# 11.15.2015 Orange Beach



## Lynchmobb (Jan 13, 2015)

Great day at the beach before the huge surf. Was still 2 ft plus and plenty of action. Most was unwanted as my Dad and I probably caught 40-50 catfish.
I managed 1 Pompano, 1 small Black Drum (18inches) and 1 nice slot Red (23 inches) all caught on shrimp and fish bytes.
I'd never kept a PuppyDrum, but wasn't bad. I'd heard under 5 lbs they're good.
Can't wait to hit the beach again, probably Friday!


----------



## Chapman5011 (Mar 7, 2013)

Red fish are in front of the bridge. Look at the boats if any are out their. They are just bumping bottom with pinfish. 
You can possibly reach the fish from the public beach on the side of perdido pass where you park under the bridge next to cobalt. 
They were there in huge schools about a week to week and a half ago. 
I didn't catch a single fish on live shrimp,but every boat was doubling up every drift on the out going tide.


----------



## Lynchmobb (Jan 13, 2015)
◇ ◇ ◇ ◇ ◇ ◇ ◇
**PROBLEM TO SOLVE:**
Copy the fishing forum thread again, starting at "You can possibly" and ending at "out going tide.", and swap "huge schools" for "large schools".
◇ ◇ ◇ ◇ ◇ ◇ ◇
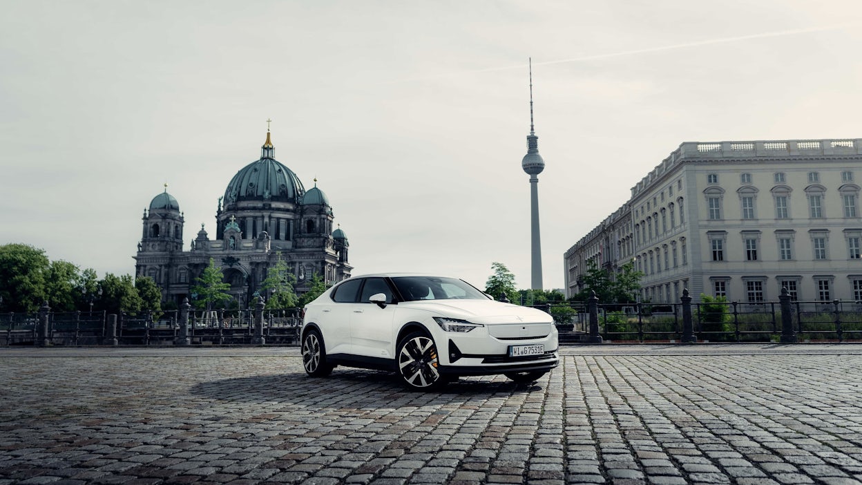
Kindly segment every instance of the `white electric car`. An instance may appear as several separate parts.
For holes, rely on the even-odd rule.
[[[461,375],[503,374],[529,382],[557,366],[551,315],[495,301],[457,278],[355,276],[305,307],[303,363],[312,376],[337,365],[397,373],[432,390]]]

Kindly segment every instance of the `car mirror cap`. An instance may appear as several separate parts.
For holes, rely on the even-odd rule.
[[[385,293],[374,293],[368,298],[368,301],[372,303],[376,303],[380,308],[386,307],[386,295]]]

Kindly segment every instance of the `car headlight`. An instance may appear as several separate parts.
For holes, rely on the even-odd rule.
[[[434,317],[434,321],[437,322],[440,328],[446,331],[470,331],[475,328],[484,327],[482,324],[472,324],[466,320],[458,318],[448,318],[447,317]]]

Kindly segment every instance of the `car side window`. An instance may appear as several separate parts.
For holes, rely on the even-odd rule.
[[[385,280],[383,278],[365,278],[365,286],[362,287],[362,297],[359,301],[368,303],[368,299],[377,293],[384,293],[386,295],[386,303],[392,303],[392,290],[389,289]]]
[[[359,285],[362,280],[347,280],[335,288],[335,293],[332,299],[337,303],[353,303],[356,301],[356,293],[359,293]]]

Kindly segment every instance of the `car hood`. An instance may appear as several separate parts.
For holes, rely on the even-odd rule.
[[[422,299],[403,301],[398,304],[398,307],[424,310],[441,317],[463,318],[475,323],[553,321],[551,315],[540,310],[492,299]]]

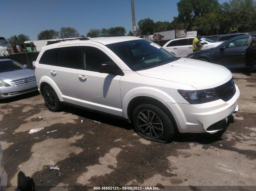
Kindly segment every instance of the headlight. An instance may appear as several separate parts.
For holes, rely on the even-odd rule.
[[[9,87],[11,86],[5,81],[0,81],[0,87]]]
[[[190,104],[203,103],[220,99],[214,88],[192,91],[178,90],[178,92]]]

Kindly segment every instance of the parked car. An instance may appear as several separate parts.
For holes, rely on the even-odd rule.
[[[245,34],[248,34],[249,33],[232,33],[231,34],[223,34],[222,35],[219,35],[214,40],[216,42],[221,42],[221,43],[224,42],[228,40],[229,39],[232,38],[234,37],[235,37],[238,36],[241,36],[242,35],[244,35]]]
[[[192,45],[195,37],[188,37],[171,40],[163,46],[166,49],[177,56],[185,56],[193,52]],[[202,37],[201,44],[204,46],[202,50],[217,46],[221,43],[216,43],[214,40]]]
[[[0,191],[5,191],[7,179],[7,174],[5,170],[3,152],[0,145]]]
[[[0,59],[0,99],[37,90],[35,72],[10,59]]]
[[[223,65],[228,68],[256,64],[256,33],[234,37],[215,48],[195,52],[187,57]]]
[[[67,104],[133,122],[142,136],[217,133],[238,110],[240,91],[222,66],[177,57],[147,40],[105,37],[43,47],[38,90],[52,111]]]

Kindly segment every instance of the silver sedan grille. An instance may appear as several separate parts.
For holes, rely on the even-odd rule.
[[[16,86],[26,84],[28,83],[35,81],[36,80],[36,79],[35,76],[34,76],[26,78],[23,78],[22,79],[13,80],[13,81],[10,82],[10,83],[12,84],[12,85],[14,86]]]

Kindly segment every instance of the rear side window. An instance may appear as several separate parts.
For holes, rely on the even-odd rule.
[[[188,39],[180,39],[178,41],[178,46],[186,46],[189,45]]]
[[[225,37],[221,37],[220,39],[219,39],[219,41],[224,41],[224,40],[228,40],[231,38],[232,38],[233,37],[236,37],[238,35],[231,35],[229,36],[226,36]]]
[[[69,46],[59,48],[56,64],[58,66],[79,68],[81,67],[81,48]]]
[[[178,46],[178,41],[174,40],[171,42],[169,44],[166,46],[167,47],[169,46]]]
[[[188,39],[188,44],[189,45],[193,45],[193,40],[194,40],[194,39],[193,38]]]
[[[48,65],[56,64],[57,50],[57,48],[54,48],[45,51],[39,60],[39,63]]]

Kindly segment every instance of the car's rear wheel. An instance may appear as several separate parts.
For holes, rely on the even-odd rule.
[[[154,105],[143,104],[133,112],[133,120],[138,134],[144,138],[161,143],[172,140],[174,130],[169,117]]]
[[[43,91],[43,96],[45,105],[50,111],[56,112],[61,110],[62,106],[61,103],[51,87],[45,87]]]
[[[199,60],[201,60],[202,61],[204,61],[204,62],[208,62],[208,61],[206,59],[204,59],[204,58],[200,58],[198,59]]]

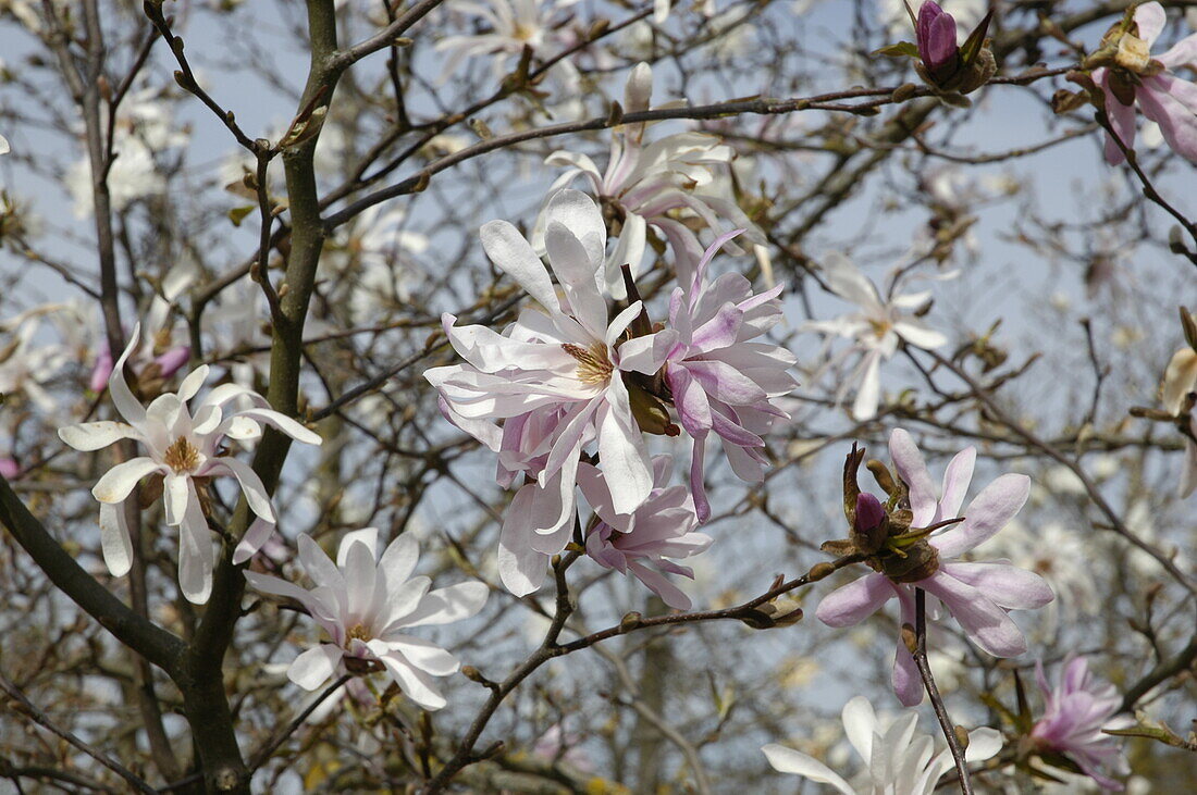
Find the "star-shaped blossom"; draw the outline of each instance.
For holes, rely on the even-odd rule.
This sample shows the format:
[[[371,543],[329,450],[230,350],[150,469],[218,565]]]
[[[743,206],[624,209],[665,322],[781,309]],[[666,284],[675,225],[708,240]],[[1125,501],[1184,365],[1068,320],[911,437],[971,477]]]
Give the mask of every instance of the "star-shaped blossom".
[[[976,448],[968,447],[953,457],[938,495],[922,453],[901,428],[894,429],[889,436],[889,454],[898,476],[909,489],[909,506],[900,509],[909,510],[910,528],[931,527],[959,515],[972,481]],[[966,562],[960,558],[1002,530],[1019,513],[1029,494],[1031,478],[1002,475],[973,497],[965,508],[962,521],[928,538],[932,550],[925,569],[918,574],[930,570],[930,575],[912,574],[895,580],[880,570],[867,574],[827,594],[815,614],[828,626],[851,626],[897,598],[901,623],[913,624],[915,588],[922,588],[947,607],[982,650],[998,658],[1022,654],[1027,650],[1026,638],[1008,612],[1043,607],[1053,599],[1051,588],[1039,575],[1005,562]],[[875,497],[864,502],[870,509],[880,508]],[[879,521],[880,518],[883,514],[879,514]],[[905,555],[911,554],[907,551]],[[931,606],[929,611],[934,613]],[[893,685],[898,698],[907,707],[923,698],[915,659],[900,640],[894,656]]]
[[[1159,2],[1138,6],[1129,30],[1119,23],[1107,33],[1104,44],[1108,43],[1116,54],[1108,66],[1093,71],[1093,80],[1105,94],[1111,127],[1128,148],[1135,145],[1135,105],[1138,105],[1144,116],[1160,126],[1173,152],[1197,163],[1197,84],[1175,74],[1175,69],[1197,65],[1197,33],[1153,57],[1152,45],[1166,23],[1167,14]],[[1124,159],[1107,132],[1106,163],[1117,165]]]
[[[760,454],[765,446],[761,435],[774,420],[789,418],[773,400],[796,386],[789,372],[794,355],[757,341],[782,319],[782,286],[754,295],[740,274],[706,279],[711,258],[736,234],[739,231],[719,237],[704,252],[691,281],[675,288],[669,301],[667,332],[674,335],[674,342],[666,381],[681,426],[694,440],[691,490],[704,522],[711,515],[703,483],[710,433],[723,442],[731,471],[745,481],[759,482],[767,464]]]
[[[624,90],[624,111],[649,110],[652,96],[652,69],[639,63],[632,69]],[[667,103],[660,108],[676,106]],[[554,188],[567,185],[582,176],[604,207],[620,219],[619,243],[606,262],[607,285],[614,298],[624,298],[620,268],[630,264],[632,276],[639,274],[644,259],[648,227],[655,227],[674,252],[678,279],[687,283],[703,257],[697,228],[725,228],[727,222],[747,231],[754,244],[765,237],[731,194],[731,182],[721,178],[735,153],[707,133],[675,133],[657,141],[646,141],[649,123],[624,124],[612,134],[607,167],[600,171],[585,154],[553,152],[549,165],[569,166]],[[734,244],[729,249],[743,253]]]
[[[918,714],[905,711],[893,721],[879,720],[873,704],[857,696],[844,705],[844,733],[864,763],[856,787],[812,756],[770,744],[761,748],[768,764],[844,795],[931,795],[943,773],[953,769],[952,752],[934,753],[935,739],[918,730]],[[968,733],[967,762],[984,762],[1002,750],[999,732],[983,727]]]
[[[1044,716],[1031,729],[1035,747],[1068,754],[1105,789],[1123,789],[1111,776],[1125,776],[1130,765],[1120,742],[1104,730],[1130,728],[1135,721],[1129,715],[1117,716],[1122,696],[1114,686],[1099,684],[1084,658],[1064,663],[1055,687],[1044,675],[1043,662],[1035,666],[1035,678],[1046,701]]]
[[[133,562],[124,501],[148,476],[162,478],[166,524],[178,527],[178,585],[190,601],[203,604],[212,591],[214,555],[212,533],[203,508],[207,481],[231,476],[256,520],[238,544],[233,562],[248,559],[269,538],[275,513],[257,473],[227,454],[226,441],[250,441],[262,434],[262,424],[274,426],[296,441],[321,444],[318,435],[286,415],[267,408],[266,398],[236,384],[211,390],[194,405],[208,375],[205,365],[180,384],[178,392],[160,395],[142,406],[124,380],[124,363],[138,348],[140,326],[108,379],[108,392],[124,422],[84,422],[59,429],[59,438],[81,451],[95,451],[132,439],[145,454],[117,464],[96,483],[104,562],[113,576],[123,576]]]
[[[299,563],[315,587],[305,591],[279,577],[245,571],[250,586],[294,599],[328,632],[330,642],[294,659],[287,677],[305,690],[316,690],[338,671],[385,668],[408,698],[424,709],[445,705],[433,677],[448,677],[461,663],[436,643],[408,630],[470,618],[486,604],[482,582],[460,582],[429,591],[432,581],[412,576],[420,556],[414,536],[393,540],[378,557],[378,531],[366,527],[347,533],[336,563],[310,536],[299,536]]]
[[[654,459],[649,499],[630,516],[612,508],[610,489],[602,471],[589,464],[578,470],[578,485],[595,512],[587,531],[587,555],[620,574],[631,573],[670,607],[689,610],[691,601],[664,575],[694,577],[693,569],[668,558],[687,558],[706,550],[713,540],[695,532],[694,500],[683,485],[669,485],[673,458]]]
[[[519,508],[536,501],[534,530],[560,540],[564,549],[572,521],[579,455],[597,441],[602,467],[613,484],[614,508],[630,514],[652,489],[649,453],[637,420],[625,373],[655,374],[664,362],[667,340],[654,335],[626,340],[642,311],[632,302],[608,319],[602,289],[607,238],[602,214],[585,194],[563,190],[549,202],[545,240],[561,295],[531,245],[506,221],[481,231],[491,261],[511,276],[539,306],[523,310],[504,334],[481,325],[456,326],[444,316],[444,329],[464,365],[437,367],[425,378],[439,391],[446,416],[484,442],[496,444],[487,423],[547,411],[552,427],[536,441],[543,445],[537,471],[529,472],[542,493],[528,493]],[[545,429],[542,429],[545,430]],[[523,444],[523,442],[521,442]],[[525,501],[525,502],[524,502]],[[512,508],[515,509],[515,508]],[[539,579],[522,571],[514,592],[535,589]]]
[[[839,387],[839,398],[856,386],[852,416],[869,420],[877,414],[881,400],[881,362],[898,350],[899,342],[916,348],[938,348],[948,340],[928,328],[915,312],[931,300],[930,292],[897,294],[891,291],[883,299],[876,286],[861,273],[847,257],[832,252],[824,261],[824,279],[831,292],[859,307],[858,312],[834,320],[812,320],[803,325],[807,331],[821,331],[846,337],[852,347],[844,355],[859,354],[859,361],[851,375]]]

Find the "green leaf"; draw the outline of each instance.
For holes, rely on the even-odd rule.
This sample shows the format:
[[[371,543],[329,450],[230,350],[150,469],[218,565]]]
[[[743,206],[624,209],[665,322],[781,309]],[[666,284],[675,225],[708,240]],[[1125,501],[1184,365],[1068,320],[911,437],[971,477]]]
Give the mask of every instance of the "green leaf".
[[[889,57],[918,57],[918,45],[911,42],[898,42],[886,44],[879,50],[873,50],[870,55],[887,55]]]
◇ ◇ ◇ ◇ ◇ ◇ ◇
**WORKED SOLUTION:**
You can possibly reach the fish from the public beach on the side of perdido pass where you park under the bridge next to cobalt. 
They were there in large schools about a week to week and a half ago. 
I didn't catch a single fish on live shrimp,but every boat was doubling up every drift on the out going tide.